Rezei hoje mais uma vez na companhia das barulhentas maritacas. Dando fim ao que ainda resta dos buritis. Fico impressionado com a força de seus bicos vorazes que devoram até o rígido caroço do buriti. Volta e meia partem em revoada, deixando cair sobre os nossos telhados alguns destes caroços da fruta. A sua algazarra serviu como um canto sinfônico, alegrando ainda mais o meu colóquio com o meu Deus. Oportunidade em que trouxe presente as dezenas de pessoas que pediram que rezasse por elas e pelos seus, nestes momentos de agonia no tratamento desta terrível doença.

Na minha oração trouxe também presente a memória dos 53 anos do martírio de Martin Luther King, assassinado no dia 04 de abril de 1968. Tiraram a vida de um mártir incansável na luta pelos direitos do povo Negro. Lembrando que o significado original da palavra grega mártir é exatamente “testemunha”, tomada no sentido cristão para fazer referência a alguém que testemunha a fé com o próprio sangue, como foi o caso deste grande homem. O testemunho vivo de Luther King não era de uma política partidária, mas profundamente inspirado na sua busca bíblica por justiça, a exemplo dos profetas do Antigo Testamento.

Jesus a testemunha fiel que derramou o seu próprio sangue para estar em sintonia com o Projeto de Deus. Amou profundamente até as últimas consequências. Entregou a sua vida nas mãos de Deus, para que se instaurasse na história humana o sonho de Deus. Sobre este Jesus, que o nosso bispo Pedro sempre se referia como a testemunha fiel. O Crucificado que é Ressuscitado. Foi de sua boca que ouvi pela primeira vez esta expressão tão forte. Segundo ele, nós somos também convocados a sermos testemunhas d’Ele, dando continuidade as suas obras libertadoras.

Pedro também dizia que somos todos e todas pelo Reino. A nossa vida só tem sentido somente se for nesta perspectiva. Imbuídos do mesmo Espírito que guiou toda a missão de Jesus, devemos estar preparados para testemunhar Jesus, dando continuidade aquilo que ele começou a fazer e ensinar. Devemos ser também esta testemunha fiel formando a comunidade de Jesus. Através deste nosso testemunho, Jesus ressuscitado continua presente e atuante dentro da história.

A nossa utopia é o Reino. O Reino se encontra no horizonte dos nossos sonhos. O Reino sonhado com o mesmo sonho de Deus. É para ele que estão voltados o nosso olhar, nossos anseios e expectativas. Não obstante, o Reino não surge do nada e nem de um momento para outro na história, como por um toque de mágica ou milagre. Ele será fruto do testemunho dado por todos aqueles e aquelas que acreditam n’Ele e o seguem nas trilhas da história, perfazendo com Ele a marcha para a vitória. Ele venceu e está vivo. Nós também venceremos e viveremos n”Ele.

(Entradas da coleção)

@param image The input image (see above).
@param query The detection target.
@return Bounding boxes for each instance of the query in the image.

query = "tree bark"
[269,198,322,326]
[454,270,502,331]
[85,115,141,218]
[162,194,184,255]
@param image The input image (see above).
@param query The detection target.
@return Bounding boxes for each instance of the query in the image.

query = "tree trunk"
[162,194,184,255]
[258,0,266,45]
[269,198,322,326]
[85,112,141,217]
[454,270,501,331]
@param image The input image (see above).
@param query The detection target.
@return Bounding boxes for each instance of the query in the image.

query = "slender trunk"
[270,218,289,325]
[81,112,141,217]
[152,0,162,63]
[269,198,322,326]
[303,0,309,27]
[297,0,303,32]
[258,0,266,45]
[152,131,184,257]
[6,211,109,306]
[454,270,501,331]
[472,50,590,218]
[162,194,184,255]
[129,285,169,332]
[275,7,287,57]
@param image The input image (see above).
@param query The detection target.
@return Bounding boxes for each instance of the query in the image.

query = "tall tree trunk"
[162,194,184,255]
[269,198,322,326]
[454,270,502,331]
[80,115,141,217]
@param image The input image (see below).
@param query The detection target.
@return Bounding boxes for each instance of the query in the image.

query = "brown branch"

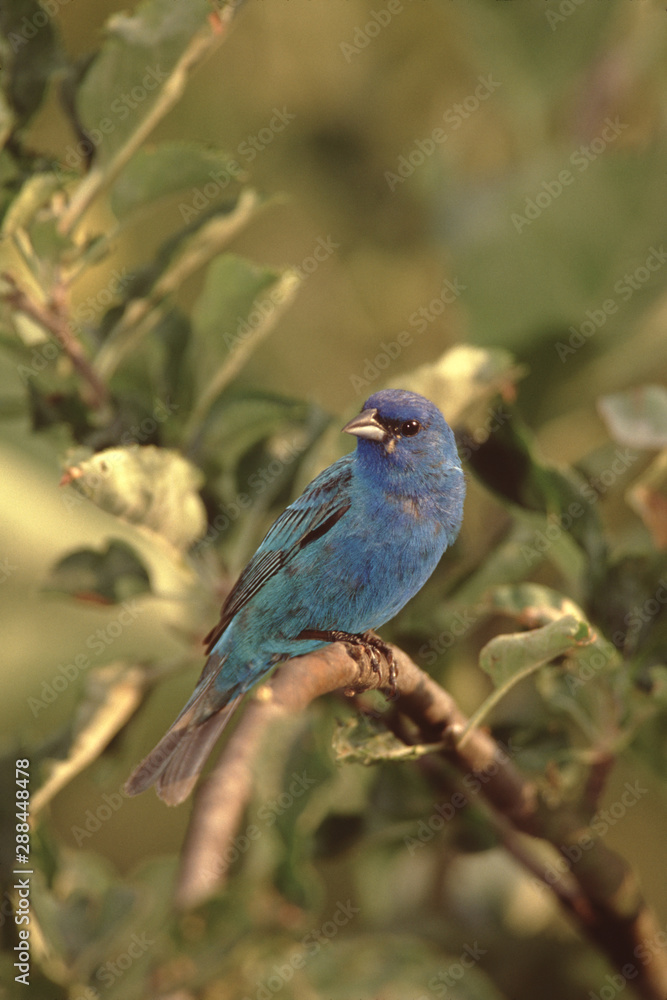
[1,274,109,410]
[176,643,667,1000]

• **LISTA DE TAREFAS**
A) Responda a estas perguntas com base no trecho:
(i) Em que data Martin Luther King foi assassinado?
(ii) Qual é o significado original da palavra grega mártir?
(iii) Como o bispo Pedro se referia a Jesus?
B) Resuma o trecho em duas frases.
C) Por favor, reescreva o trecho de "Na minha oração" a "do Antigo Testamento.", substituindo "homem" por "líder".

• **RESPOSTAS POR TAREFA**
A)
(i) Em 04 de abril de 1968.
(ii) "Testemunha".
(iii) Como a testemunha fiel.

B) Quem narra reza na companhia das maritacas e traz presentes as pessoas que pediram oração em meio ao tratamento de uma terrível doença, assim como a memória dos 53 anos do martírio de Martin Luther King, mártir da luta pelos direitos do povo Negro. Lembrando o bispo Pedro, que chamava Jesus de testemunha fiel, o trecho afirma que somos convocados a testemunhar Jesus e a dar continuidade às suas obras, pois o Reino não surge do nada, mas será fruto desse testemunho.

C)
Na minha oração trouxe também presente a memória dos 53 anos do martírio de Martin Luther King, assassinado no dia 04 de abril de 1968. Tiraram a vida de um mártir incansável na luta pelos direitos do povo Negro. Lembrando que o significado original da palavra grega mártir é exatamente “testemunha”, tomada no sentido cristão para fazer referência a alguém que testemunha a fé com o próprio sangue, como foi o caso deste grande líder. O testemunho vivo de Luther King não era de uma política partidária, mas profundamente inspirado na sua busca bíblica por justiça, a exemplo dos profetas do Antigo Testamento.